• **Problems and tasks**:
1. In the SMRT Analysis forum thread, which file is confirmed to hold the final assembly?
2. According to the SMRT Analysis forum thread, why might PacBio in theory have access to data on the instrument?

Question: SMRT Analysis General Questions
4.9 years ago
wrote:

A couple of questions I'm unsure about and can't get a definite answer for (yes, I've looked over the documentation, wikis, etc..):

  1. SMRT Analysis software installed on local server is self contained, correct? i.e.) does not connect/transfer any data to outside servers like PacBios or others.
  2. Do reference and de novo assemblies through the SMRT Portal yield structural variants reports? It doesn't make sense to me that I need to run another job to get variant calls (RS_Minor_Variant)...maybe I'm missing something here. >Note: I also see a 'Corrections' menu, showing INDELS...but are these "corrected", changed, on the final assembly sequence?
  3. Where's/how do I get the final assembled sequence?

Overall, how do I get a de novo assembly with variant call information; what's the correct protocol(s) to follow?

1 - AFAIK the answer is no. PacBio monitors most instruments remotely (so in theory they have access to data on the instrument), unless your instrument is setup with no external network access.
3 - You can find the sequence files in "DATA" section (lower left corner of SMRTportal main summary page for a job). On the command line you should find that data in /path_to/smrtanalysis/userdata/jobs/NNN/NNNNNN/data, where NNNNNN is the job ID from SMRTportal.

Thank you @genomax2 for your answers. I had gone through that directory before, and believe it's the polished_assembly.fasta.gz which contains the final assembly correct?

Correct. You also get the fastq formatted file if you prefer that.

4.9 years ago
wrote:
  1. SMRT Analysis secondary analysis software is completely self contained and does not connect / transfer any data to outside servers. It is possible to have the RS II sequencing machine be remotely monitored by pacbio for tech support purposes, no sequencing data is transferred, and it is entirely optional.

• **Source data**:
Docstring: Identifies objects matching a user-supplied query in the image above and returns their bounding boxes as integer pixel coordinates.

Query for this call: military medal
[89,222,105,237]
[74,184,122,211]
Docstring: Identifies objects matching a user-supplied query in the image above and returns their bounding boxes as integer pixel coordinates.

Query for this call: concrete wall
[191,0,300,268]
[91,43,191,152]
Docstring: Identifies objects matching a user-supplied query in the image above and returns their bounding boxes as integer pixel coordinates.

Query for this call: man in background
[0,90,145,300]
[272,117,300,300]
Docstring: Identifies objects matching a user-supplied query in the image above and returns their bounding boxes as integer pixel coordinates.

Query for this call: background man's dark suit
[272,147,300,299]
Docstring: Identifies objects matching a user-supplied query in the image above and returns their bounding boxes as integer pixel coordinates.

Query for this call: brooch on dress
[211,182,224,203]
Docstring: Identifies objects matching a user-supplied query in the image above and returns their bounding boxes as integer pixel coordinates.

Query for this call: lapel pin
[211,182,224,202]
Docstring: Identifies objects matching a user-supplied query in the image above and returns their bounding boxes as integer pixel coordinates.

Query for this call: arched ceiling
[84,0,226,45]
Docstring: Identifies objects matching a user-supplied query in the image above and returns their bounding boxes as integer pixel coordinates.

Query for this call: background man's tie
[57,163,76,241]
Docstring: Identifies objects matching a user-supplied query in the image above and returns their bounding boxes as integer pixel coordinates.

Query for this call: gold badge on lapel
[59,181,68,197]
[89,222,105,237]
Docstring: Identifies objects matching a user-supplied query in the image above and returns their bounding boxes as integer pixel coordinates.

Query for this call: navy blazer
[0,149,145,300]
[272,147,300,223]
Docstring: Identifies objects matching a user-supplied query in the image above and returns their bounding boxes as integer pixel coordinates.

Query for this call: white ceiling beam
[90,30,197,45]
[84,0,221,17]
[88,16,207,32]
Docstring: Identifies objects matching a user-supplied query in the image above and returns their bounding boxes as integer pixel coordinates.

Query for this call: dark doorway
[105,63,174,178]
---
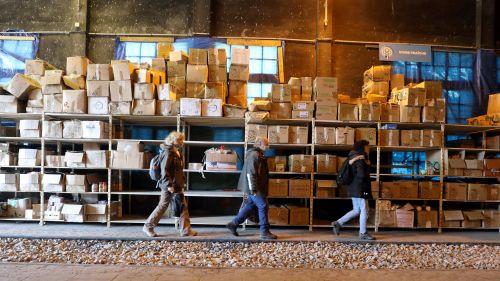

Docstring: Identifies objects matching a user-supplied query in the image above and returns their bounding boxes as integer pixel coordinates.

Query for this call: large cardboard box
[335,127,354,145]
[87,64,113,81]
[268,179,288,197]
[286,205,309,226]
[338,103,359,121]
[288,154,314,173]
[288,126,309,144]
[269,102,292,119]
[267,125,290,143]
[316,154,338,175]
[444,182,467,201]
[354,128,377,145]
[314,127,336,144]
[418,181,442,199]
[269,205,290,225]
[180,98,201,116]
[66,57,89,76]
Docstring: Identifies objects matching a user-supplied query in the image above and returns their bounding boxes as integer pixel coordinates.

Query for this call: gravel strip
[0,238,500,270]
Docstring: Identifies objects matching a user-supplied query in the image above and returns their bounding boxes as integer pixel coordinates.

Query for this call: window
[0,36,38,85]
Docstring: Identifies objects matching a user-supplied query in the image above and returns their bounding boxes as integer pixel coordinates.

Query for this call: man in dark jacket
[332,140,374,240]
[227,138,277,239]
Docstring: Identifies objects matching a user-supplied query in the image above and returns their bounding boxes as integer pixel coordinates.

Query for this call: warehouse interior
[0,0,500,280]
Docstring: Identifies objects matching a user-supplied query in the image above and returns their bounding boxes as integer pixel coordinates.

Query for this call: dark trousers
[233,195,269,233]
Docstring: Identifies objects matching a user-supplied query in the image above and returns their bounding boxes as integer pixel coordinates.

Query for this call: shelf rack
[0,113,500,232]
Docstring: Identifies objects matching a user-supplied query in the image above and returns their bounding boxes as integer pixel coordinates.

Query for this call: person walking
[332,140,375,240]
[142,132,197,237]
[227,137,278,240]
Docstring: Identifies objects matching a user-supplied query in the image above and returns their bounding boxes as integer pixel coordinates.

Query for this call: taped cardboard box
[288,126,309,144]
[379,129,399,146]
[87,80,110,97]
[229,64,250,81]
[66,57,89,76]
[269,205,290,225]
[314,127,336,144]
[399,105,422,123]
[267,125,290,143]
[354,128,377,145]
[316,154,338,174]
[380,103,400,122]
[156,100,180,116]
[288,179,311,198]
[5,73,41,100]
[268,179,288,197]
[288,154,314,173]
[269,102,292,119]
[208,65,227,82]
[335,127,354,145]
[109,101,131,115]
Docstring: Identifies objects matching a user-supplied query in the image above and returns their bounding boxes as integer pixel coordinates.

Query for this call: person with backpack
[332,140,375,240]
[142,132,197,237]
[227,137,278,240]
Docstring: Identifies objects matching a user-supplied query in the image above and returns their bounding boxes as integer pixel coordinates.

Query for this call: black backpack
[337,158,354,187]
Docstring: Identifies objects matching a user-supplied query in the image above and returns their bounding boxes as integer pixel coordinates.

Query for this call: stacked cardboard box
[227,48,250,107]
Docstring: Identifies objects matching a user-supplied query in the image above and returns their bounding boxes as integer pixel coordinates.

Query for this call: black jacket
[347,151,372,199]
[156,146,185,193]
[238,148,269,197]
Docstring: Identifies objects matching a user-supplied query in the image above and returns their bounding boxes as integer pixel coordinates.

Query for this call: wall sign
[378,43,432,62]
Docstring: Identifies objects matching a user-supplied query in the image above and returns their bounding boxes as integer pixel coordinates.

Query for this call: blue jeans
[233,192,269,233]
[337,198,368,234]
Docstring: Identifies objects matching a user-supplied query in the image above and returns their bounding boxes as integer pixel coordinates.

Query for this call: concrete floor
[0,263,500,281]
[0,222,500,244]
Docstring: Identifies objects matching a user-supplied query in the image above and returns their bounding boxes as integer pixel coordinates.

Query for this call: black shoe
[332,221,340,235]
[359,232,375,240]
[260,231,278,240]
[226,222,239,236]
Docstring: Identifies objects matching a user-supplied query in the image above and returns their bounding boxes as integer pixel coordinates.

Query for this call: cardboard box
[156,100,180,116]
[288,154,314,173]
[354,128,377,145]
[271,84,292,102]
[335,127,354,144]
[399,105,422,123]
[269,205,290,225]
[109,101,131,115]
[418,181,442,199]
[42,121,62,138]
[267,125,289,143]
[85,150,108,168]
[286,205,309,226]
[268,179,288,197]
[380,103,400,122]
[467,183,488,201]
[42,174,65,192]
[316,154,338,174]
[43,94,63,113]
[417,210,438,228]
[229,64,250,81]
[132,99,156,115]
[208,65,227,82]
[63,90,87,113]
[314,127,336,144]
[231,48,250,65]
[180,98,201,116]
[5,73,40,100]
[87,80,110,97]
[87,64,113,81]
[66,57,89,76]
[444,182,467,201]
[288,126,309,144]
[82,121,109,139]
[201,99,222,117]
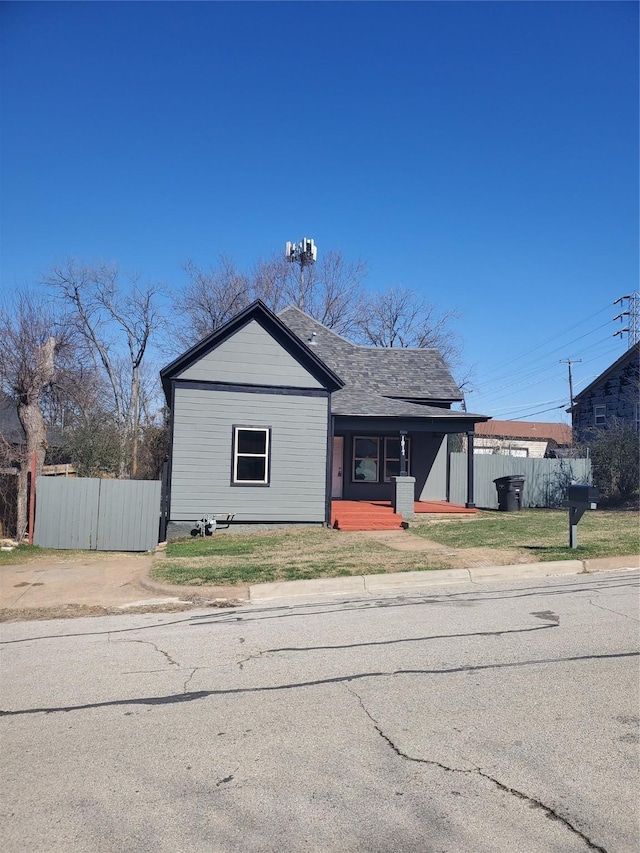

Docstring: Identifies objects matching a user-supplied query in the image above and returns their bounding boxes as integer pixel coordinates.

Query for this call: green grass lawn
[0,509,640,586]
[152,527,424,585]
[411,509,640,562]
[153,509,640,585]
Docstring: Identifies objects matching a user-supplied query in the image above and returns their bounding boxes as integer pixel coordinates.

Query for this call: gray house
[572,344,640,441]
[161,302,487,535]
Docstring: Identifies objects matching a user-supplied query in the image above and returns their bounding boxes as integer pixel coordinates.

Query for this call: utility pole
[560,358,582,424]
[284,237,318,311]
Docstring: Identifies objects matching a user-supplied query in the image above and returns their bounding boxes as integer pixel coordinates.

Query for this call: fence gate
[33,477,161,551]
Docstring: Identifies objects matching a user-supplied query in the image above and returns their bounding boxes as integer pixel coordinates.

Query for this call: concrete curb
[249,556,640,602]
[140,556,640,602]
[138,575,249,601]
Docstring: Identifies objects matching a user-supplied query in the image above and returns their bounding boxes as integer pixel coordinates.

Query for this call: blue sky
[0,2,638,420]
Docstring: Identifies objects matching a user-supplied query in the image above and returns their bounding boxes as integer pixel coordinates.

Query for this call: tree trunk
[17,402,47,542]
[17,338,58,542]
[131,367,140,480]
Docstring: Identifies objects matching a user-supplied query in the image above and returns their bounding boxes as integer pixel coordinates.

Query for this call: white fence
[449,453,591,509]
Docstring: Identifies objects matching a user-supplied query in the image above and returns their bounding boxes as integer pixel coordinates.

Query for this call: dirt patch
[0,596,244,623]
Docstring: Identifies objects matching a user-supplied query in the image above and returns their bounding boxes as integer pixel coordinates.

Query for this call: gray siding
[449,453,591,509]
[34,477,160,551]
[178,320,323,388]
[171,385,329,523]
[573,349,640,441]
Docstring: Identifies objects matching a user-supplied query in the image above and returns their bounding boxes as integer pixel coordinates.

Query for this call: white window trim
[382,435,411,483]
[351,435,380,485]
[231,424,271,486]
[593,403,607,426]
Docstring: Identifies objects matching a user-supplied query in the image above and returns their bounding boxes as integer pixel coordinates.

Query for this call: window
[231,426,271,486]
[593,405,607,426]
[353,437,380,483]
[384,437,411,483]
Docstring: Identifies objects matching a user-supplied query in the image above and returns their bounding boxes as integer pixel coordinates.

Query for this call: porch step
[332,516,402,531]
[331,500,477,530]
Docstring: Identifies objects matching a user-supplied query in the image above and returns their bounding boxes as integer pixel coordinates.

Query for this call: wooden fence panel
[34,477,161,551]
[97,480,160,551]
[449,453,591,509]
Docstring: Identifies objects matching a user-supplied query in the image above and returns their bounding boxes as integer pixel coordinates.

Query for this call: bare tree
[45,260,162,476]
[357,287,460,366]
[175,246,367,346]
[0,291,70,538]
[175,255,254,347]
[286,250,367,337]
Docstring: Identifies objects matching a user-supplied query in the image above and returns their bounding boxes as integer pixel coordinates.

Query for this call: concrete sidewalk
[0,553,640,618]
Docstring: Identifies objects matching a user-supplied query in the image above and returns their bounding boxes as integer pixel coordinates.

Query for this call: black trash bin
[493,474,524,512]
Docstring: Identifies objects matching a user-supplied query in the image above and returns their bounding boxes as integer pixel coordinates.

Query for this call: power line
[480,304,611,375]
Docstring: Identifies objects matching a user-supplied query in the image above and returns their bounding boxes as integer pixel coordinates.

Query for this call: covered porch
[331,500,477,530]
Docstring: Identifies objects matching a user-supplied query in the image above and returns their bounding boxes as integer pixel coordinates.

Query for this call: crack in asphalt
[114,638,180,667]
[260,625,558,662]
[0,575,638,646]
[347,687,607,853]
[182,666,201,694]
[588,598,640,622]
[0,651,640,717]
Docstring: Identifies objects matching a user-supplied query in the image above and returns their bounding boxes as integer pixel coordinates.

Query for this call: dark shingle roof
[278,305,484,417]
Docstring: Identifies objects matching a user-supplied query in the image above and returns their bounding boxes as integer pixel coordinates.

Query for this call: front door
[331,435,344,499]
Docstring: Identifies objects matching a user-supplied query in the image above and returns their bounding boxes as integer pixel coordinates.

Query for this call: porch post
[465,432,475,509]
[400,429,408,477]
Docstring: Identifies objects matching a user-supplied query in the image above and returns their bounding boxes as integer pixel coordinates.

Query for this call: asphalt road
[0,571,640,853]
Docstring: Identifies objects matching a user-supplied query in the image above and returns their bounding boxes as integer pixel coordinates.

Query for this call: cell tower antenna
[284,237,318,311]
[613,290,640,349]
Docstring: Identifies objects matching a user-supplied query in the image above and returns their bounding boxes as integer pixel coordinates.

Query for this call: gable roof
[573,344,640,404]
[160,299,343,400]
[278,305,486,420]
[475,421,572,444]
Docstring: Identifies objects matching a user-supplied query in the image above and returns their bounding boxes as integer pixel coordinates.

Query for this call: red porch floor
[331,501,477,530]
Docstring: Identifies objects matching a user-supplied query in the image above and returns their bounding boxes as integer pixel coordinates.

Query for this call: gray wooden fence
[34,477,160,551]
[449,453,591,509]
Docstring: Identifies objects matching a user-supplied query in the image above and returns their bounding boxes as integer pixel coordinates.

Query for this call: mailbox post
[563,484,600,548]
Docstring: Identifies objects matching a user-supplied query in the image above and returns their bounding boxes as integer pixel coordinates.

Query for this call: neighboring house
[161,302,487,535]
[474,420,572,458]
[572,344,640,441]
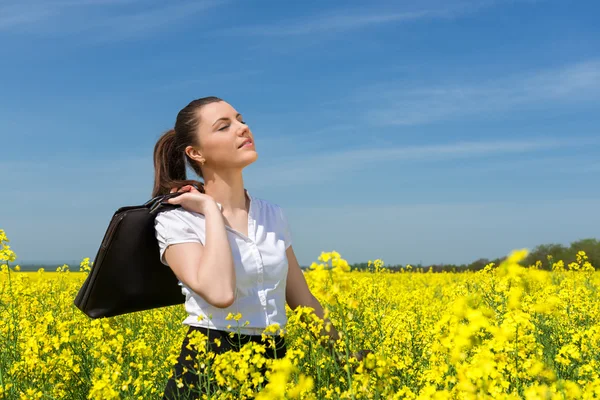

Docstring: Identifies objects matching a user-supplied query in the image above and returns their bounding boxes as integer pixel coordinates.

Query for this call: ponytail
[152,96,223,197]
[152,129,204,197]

• **Your responses**:
1. polished_assembly.fasta.gz

2. PacBio monitors most instruments remotely, which in theory gives it access to data on the instrument. This does not apply if the instrument is set up with no external network access.